### Records for this exercise
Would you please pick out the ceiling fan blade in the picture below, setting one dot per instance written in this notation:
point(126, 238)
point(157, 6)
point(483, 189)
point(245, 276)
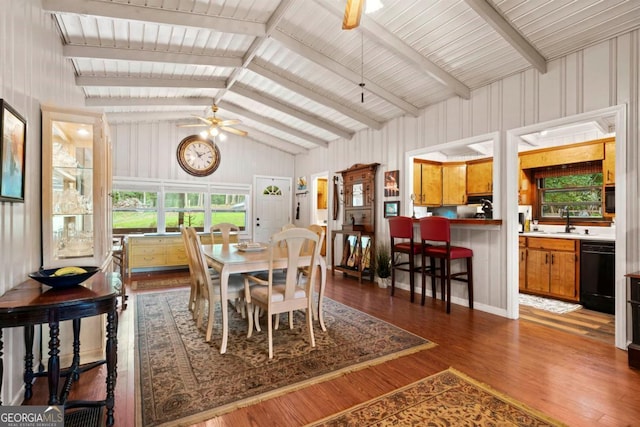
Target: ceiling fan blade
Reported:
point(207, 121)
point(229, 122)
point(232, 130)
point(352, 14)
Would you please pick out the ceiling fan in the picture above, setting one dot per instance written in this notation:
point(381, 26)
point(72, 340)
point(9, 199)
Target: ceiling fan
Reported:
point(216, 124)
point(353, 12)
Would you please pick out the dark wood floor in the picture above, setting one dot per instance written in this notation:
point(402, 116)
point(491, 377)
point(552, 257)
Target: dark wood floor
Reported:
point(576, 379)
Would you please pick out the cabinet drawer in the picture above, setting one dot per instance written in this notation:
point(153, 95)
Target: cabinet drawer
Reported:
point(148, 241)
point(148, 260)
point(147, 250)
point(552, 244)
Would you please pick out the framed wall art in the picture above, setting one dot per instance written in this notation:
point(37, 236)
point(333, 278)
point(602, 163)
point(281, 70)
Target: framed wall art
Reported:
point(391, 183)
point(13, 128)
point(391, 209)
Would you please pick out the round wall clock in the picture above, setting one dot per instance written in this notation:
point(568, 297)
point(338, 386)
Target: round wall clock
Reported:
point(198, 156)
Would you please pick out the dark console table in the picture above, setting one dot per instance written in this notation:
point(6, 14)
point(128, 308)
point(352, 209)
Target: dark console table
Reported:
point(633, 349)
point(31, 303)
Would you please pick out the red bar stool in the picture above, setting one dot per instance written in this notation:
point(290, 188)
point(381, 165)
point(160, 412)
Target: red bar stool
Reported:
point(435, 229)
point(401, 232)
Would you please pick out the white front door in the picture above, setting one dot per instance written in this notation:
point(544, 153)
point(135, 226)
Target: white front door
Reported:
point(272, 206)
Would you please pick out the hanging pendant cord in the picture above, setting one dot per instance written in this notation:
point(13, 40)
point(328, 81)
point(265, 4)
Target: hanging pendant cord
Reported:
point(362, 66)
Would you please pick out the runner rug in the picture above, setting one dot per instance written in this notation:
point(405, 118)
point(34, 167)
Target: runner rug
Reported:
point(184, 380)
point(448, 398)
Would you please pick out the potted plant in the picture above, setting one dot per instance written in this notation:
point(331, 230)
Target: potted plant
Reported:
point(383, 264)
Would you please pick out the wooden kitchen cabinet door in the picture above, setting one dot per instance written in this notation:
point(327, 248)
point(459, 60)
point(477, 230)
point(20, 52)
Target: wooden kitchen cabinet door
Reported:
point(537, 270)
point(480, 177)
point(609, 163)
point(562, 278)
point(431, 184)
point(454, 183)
==
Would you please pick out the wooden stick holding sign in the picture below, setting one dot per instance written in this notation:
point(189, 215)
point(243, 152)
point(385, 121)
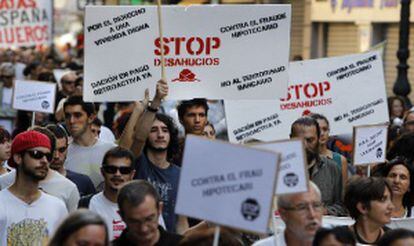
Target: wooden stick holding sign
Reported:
--
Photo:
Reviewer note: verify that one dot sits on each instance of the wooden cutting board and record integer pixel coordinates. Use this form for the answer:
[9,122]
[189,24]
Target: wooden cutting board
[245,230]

### What you have to do
As listed above, the lines from the line with "Would you please pick out the round" to the line with "Would you please pick out the red" are to be echoed exactly, with both ends included and nothing added.

### Result below
Would you please pick out the round wall clock in the picture above, setting one dot per instance written in this notation:
point(568, 297)
point(338, 386)
Target: round wall clock
Reported:
point(198, 156)
Would you please pick out the dark console table in the picture above, setting one dot per instance written in this notation:
point(6, 14)
point(128, 308)
point(352, 209)
Target: dark console table
Reported:
point(633, 349)
point(31, 303)
Would you please pick out the red bar stool in the picture above, setting one dot per instance written in this notation:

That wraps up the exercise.